Stored dataset items
══════════

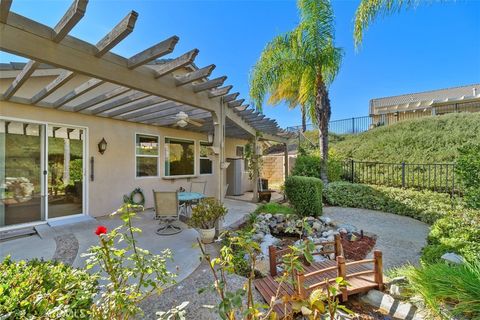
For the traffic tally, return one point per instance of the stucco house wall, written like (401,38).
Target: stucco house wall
(114,171)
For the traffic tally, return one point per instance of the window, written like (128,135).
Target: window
(179,157)
(146,153)
(206,165)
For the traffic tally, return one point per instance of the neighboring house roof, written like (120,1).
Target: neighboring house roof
(426,98)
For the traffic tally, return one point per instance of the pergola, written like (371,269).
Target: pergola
(140,88)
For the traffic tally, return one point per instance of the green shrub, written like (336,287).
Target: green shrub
(459,232)
(468,169)
(305,195)
(274,208)
(443,285)
(425,206)
(45,290)
(310,166)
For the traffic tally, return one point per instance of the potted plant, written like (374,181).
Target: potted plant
(204,216)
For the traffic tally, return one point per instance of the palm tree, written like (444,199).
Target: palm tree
(369,10)
(308,55)
(288,91)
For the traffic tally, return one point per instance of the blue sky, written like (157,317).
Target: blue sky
(433,46)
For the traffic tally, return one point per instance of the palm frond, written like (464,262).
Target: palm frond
(369,10)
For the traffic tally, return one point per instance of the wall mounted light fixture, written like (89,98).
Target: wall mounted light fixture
(102,146)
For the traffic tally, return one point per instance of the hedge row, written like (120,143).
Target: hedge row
(426,206)
(305,195)
(453,229)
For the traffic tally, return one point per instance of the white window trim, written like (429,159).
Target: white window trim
(165,159)
(200,157)
(146,156)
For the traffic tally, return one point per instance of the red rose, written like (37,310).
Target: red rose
(101,230)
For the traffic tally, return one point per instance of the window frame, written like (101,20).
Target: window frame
(205,143)
(147,156)
(195,156)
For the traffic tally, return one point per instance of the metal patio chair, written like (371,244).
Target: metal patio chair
(167,210)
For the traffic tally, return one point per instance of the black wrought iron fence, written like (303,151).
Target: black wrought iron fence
(438,177)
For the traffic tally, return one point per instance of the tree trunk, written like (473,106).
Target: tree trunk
(304,118)
(322,112)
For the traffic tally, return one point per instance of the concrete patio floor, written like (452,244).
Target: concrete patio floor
(67,242)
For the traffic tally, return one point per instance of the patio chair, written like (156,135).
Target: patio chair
(167,210)
(198,186)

══════════

Set down exactly, and only, the lines from the one containing "written like (89,98)." through the final line of the entries above.

For the traffic tally, return one point per instance of the wall mounted light fixture, written like (89,98).
Target: wall mounted light fixture
(102,146)
For the traffic tally, return one point per instance of the hedge row, written like (120,143).
Target: hedge row
(426,206)
(305,195)
(453,229)
For the traffic tally, return one point per instance of the white window trim, written like (429,159).
Target: white window trim
(165,159)
(200,157)
(146,156)
For the traffic tally, return one point per instance of the red rose, written like (37,310).
Target: red rose
(101,230)
For the traffic tally, return one point per instance of the window frame, written like (101,20).
Target: window frame
(205,143)
(147,156)
(195,156)
For the traffic tally, return one point per instance of the metal patio chair, written like (371,244).
Target: metal patio chair
(167,210)
For the traffic tally, return one point per instance of the black wrought iron fence, written like (303,151).
Target: black wrought iron fence
(438,177)
For the traffic tally, return one point per instance of the tree trunk, written like (473,106).
Target: tree trunk
(304,118)
(322,112)
For the traffic tally, return one point per instance of the concrete patio floor, written like (452,244).
Target: concrete patio floor
(67,242)
For the traffic tally, return one point per instance of the patio chair, written like (156,135).
Target: patio chair
(167,210)
(198,186)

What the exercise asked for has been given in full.